Raw records:
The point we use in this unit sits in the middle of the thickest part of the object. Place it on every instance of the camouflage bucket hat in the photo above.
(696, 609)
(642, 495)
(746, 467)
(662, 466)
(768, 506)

• Brief: Extract all of the entries above, reproducing every line verbatim.

• Completed task:
The point we use in this unit sits in the middle of the thickest part of the object. Place it on every instance of the camouflage bucket hat in the photo above.
(696, 609)
(642, 495)
(746, 467)
(662, 466)
(768, 506)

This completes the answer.